* Begin Source *

The word is a public concern of the first importance.

There’s nothing more tiresome than a manifesto, a wordy diatribe from some upstart or other who claims his or her reportedly unique–yet more likely to be closer to ubiquitous–experiences and circumstances have finally delivered to him or her Ultimate Wisdom of why the world sucks and has now left him or her with no other, better task than passionately attempting to pin the blame on everyone else. Usually he or she also considers himself or herself, often quite amusingly, some kind of politically or socially aware artist. Of one kind or another. Someone concerned with Morality and Ethics and Aesthetics and Justice. A self-proclaimed expert on all of the above.

This is, guardedly and against all better judgment, a manifesto.

I’m announcing a new socio-political-artistic movement, making a violent and clean break with all previously established social, political, and artistic orders. This movement is called _______________.

First the denunciations. There is no manifesto without denunciations.

* End Source *

Actions to take
[A] Answer these questions about the manifesto:
(i) What does the opening line call the word?
(ii) What does the writer's new movement break with?
(iii) What does the manifesto say there is no manifesto without?
[B] Give a continuation of the manifesto, picking up after its last sentence.
The data after this point is separate material, unrelated to the manifesto.

* Begin Data provided *

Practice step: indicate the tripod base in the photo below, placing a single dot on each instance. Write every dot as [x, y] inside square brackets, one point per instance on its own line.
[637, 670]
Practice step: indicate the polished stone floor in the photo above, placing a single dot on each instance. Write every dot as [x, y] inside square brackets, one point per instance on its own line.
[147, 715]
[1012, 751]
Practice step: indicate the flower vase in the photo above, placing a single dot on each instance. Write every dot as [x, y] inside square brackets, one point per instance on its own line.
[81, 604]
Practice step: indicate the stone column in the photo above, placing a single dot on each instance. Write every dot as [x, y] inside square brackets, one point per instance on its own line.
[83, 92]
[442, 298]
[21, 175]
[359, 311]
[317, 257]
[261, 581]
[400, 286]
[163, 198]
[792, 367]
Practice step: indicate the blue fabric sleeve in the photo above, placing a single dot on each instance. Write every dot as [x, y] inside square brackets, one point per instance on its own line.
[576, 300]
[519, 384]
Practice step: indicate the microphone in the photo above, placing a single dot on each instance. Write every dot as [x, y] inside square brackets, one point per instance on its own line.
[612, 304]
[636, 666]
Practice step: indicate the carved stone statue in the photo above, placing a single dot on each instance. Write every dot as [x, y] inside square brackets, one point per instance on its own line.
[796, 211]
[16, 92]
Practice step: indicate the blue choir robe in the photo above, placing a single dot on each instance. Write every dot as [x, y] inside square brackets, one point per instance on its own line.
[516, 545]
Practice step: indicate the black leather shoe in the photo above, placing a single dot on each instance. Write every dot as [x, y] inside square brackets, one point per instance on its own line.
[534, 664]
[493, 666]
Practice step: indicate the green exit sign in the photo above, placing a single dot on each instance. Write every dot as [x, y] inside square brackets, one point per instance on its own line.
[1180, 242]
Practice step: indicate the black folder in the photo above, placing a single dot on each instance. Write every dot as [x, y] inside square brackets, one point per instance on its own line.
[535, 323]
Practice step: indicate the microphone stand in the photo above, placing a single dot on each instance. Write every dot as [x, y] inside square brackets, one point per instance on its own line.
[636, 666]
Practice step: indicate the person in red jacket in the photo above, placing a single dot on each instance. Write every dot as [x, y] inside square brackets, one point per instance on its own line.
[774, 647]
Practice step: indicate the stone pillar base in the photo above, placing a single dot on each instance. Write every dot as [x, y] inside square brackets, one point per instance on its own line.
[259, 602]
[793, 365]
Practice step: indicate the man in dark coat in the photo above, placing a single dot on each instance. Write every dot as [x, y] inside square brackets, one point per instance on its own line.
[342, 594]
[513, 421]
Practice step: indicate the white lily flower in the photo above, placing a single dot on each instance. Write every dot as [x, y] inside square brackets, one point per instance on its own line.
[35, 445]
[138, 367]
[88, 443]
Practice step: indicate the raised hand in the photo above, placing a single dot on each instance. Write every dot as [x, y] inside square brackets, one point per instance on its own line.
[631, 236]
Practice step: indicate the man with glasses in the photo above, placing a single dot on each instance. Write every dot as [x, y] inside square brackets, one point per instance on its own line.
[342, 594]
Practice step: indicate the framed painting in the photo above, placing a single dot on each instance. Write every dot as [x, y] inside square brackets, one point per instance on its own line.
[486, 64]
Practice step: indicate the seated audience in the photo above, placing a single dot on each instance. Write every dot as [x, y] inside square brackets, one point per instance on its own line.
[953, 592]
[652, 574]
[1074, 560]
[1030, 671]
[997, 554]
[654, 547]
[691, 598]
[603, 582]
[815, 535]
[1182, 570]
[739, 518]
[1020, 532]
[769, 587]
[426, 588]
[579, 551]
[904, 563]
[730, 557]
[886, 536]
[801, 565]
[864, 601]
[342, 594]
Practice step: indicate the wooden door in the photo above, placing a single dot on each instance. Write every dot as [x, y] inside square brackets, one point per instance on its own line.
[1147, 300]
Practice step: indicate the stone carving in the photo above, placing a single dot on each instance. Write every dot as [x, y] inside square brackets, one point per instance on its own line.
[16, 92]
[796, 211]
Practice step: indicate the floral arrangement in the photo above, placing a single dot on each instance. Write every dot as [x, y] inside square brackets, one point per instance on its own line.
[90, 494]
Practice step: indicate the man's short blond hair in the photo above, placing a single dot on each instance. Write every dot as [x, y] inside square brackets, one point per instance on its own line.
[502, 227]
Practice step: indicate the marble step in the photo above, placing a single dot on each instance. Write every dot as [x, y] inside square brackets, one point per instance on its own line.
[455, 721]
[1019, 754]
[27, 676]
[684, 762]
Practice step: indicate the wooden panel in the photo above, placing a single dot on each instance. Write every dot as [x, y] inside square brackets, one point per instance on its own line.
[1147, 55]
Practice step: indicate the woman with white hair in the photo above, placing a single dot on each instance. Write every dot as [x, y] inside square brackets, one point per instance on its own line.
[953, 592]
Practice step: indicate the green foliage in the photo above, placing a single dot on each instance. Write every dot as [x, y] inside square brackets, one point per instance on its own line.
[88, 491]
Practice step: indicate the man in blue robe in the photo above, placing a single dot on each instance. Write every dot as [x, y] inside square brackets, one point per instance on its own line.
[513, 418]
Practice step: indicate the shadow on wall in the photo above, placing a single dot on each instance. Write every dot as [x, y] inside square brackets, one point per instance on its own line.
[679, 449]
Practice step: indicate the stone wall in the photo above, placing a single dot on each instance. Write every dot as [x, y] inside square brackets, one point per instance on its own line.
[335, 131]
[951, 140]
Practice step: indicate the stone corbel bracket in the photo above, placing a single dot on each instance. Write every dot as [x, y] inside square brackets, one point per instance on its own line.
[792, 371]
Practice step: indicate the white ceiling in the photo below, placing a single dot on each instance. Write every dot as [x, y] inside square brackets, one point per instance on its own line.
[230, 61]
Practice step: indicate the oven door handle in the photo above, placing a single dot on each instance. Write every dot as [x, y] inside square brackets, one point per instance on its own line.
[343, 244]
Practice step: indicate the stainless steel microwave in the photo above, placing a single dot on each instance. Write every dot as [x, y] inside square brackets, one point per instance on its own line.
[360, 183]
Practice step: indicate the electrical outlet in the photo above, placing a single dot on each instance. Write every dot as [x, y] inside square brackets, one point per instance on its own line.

* End Data provided *

Answers given
[A]
(i) A public concern of the first importance.
(ii) All previously established social, political, and artistic orders.
(iii) Denunciations.

[B]
We–it sounds better if I say we, even though it’s more literally I, unless I’m merely being hopeful that others agree with me and will espouse these beliefs without equivocation and embrace me as the new Karl Marx–we say we abhor violence, but really we only abhor unjust violence. We’re really quite prepared to accept any and all violence the world allows us to administer on our own collective behalf, which automatically makes it just. For example, the current violent war in Iraq, while brazenly based on ludicrous lies, pathetic deceptions and banal manipulations of the credulous masses–typically something we, as future masters of the world, can get behind as ballsy and clever–does not benefit us directly, as we’re not in power yet and none of us are heavily invested in bloated military contracting or in the oil industry. Therefore people are dying for no good reason and we, as taxpayers instead of corporate investors, are paying for it instead of profiting by it. Cut it out.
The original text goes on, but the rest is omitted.